◆ À compléter
1 - D'après l'extrait sur l'accord de Genève, quel est le titre du mémoire de l'auteur britannique Toby Young ?
2 - Rédigez la suite de l'extrait sur l'accord de Genève après sa dernière phrase.

◆ Extrait du texte

= = = = =

En ce qui concerne le parallèle avec la guerre du Vietnam, l'armée américaine montra sa détermination pendant la période qui précéda les accords de Paris, avec une campagne de bombardements massifs et le minage du nord du pays pour démontrer la volonté présidentielle de forcer Hanoï à signer cet accord. Le gouvernement américain vient à Genève frais de sa déconvenue de recourir à la force pour punir la Syrie de Bachar al-Assad d’avoir utilisé des armes chimiques contre son peuple.

L'administration Nixon quitta le Vietnam dans le cadre d'une ouverture durable avec Pékin qui rééquilibra le rapport de forces au détriment de Moscou. Maintenant les Etats-Unis tentent une ouverture fugace avec Téhéran au détriment d'une alliance durable de nos intérêts avec Israël et l'Arabie saoudite. «Comment perdre des amis et aliéner les gens» est le titre d'un mémoire hilarant de l'auteur britannique Toby Young, mais il pourrait aussi être l'histoire de la politique étrangère de Barack Obama. (2)

C'est là que les différences finissent entre Genève et les accords précédents. Ce qu'ils ont en commun est que chaque accord est une trahison envers un petit pays comme la Tchécoslovaquie, le Vietnam du Sud, ou Israël, dont la sécurité est garantie par les Occidentaux. Chaque accord est une victoire pour les dictatures. « Peu importe que le monde le veuille ou non », a déclaré dimanche le président iranien Hassan Rouhani, « ce chemin, si Dieu le veut, est un hommage rendu à nos martyrs de la communauté scientifique nucléaire». (3) (4) Chaque accord accrut le mépris des dictatures pour les démocraties : « Si jamais ce vieil homme stupide vient interférer encore avec son parapluie, je vais le faire tomber dans l’escalier et lui sauter sur le ventre », confia Hitler à son entourage après la visite de Chamberlain à Munich.

Et chaque affaire fut un prélude au pire. Après Munich vinrent la conquête de la Tchécoslovaquie, le pacte germano-soviétique et la Seconde Guerre mondiale. Après Paris est venue la chute de Phnom Penh et de Saïgon, et la sortie humiliante par le toit de l'ambassade. Après l’accord de Genève va émerger un nouveau Moyen-Orient chaotique où les Etats-Unis vont perdre leur influence sur leurs alliés.

= = = = =

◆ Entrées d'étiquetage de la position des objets

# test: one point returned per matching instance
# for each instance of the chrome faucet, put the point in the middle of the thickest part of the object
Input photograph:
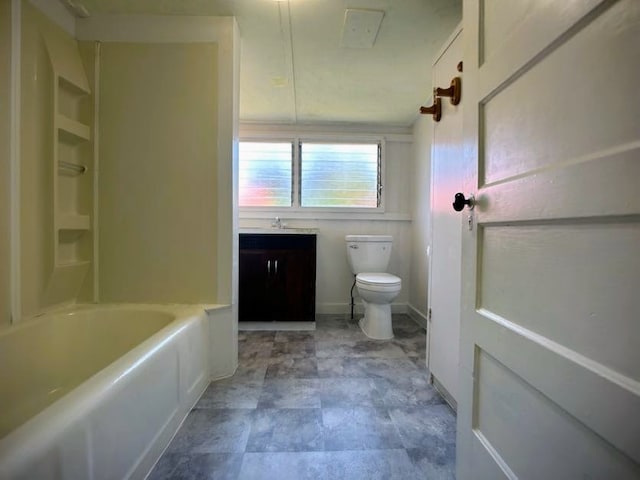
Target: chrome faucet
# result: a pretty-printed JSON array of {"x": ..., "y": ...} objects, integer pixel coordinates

= = = = =

◆ Résultats
1 - «Comment perdre des amis et aliéner les gens».

2 -
A quoi cela va-t-il ressembler ? L’Iran va se libérer peu à peu des sanctions et se glisser dans une zone d'ambiguïté et d’ombre pour tromper ses adversaires sur ses intentions jusqu’au jour où il sera en mesure d’affirmer sa puissance nucléaire. L’Arabie Saoudite voudra agir rapidement auprès d’Islamabad pour acquérir une force de dissuasion nucléaire. Le prince milliardaire saoudien Alwaleed bin Talal l’a dit au Wall Street Journal quand il a indiscrètement commenté un arrangement avec le Pakistan. L’Egypte commence à réfléchir à se doter d’une force nucléaire tout en négociant une alliance de sécurité avec la Russie.

Quant à Israël, il ne peut pas se permettre de vivre avec un Iran nucléaire et avec à sa frontière un Hezbollah qui gagne en influence politique et militaire. Les risques qu’Israël attaque les sites nucléaires de l'Iran vont augmenter fortement après l’accord de Genève, et plus encore, ceux d'une nouvelle guerre contre le Hezbollah, l’allié de l’Iran au Liban.

Après la Seconde Guerre mondiale, les États-Unis créèrent des alliances de sécurité pour prévenir ce genre de politique étrangère indépendante qui devient rampante au Moyen-Orient. Ce système a bien fonctionné jusqu’au président Obama qui, dans sa sagesse, a décidé de le jeter aux orties. Si vous voyez des analogies avec les années trente après l’accord de Genève, c'est parce que l'Occident est dirigé par le même genre d'hommes, les parapluies en moins.

Bret Stephens
Wall Street Journal

Notes du traducteur

(1) RAF est l’acronyme anglais de la Royal Air Force.

(2) « Le Désastre Obama » de Guy Millière aux éditions Tatamis.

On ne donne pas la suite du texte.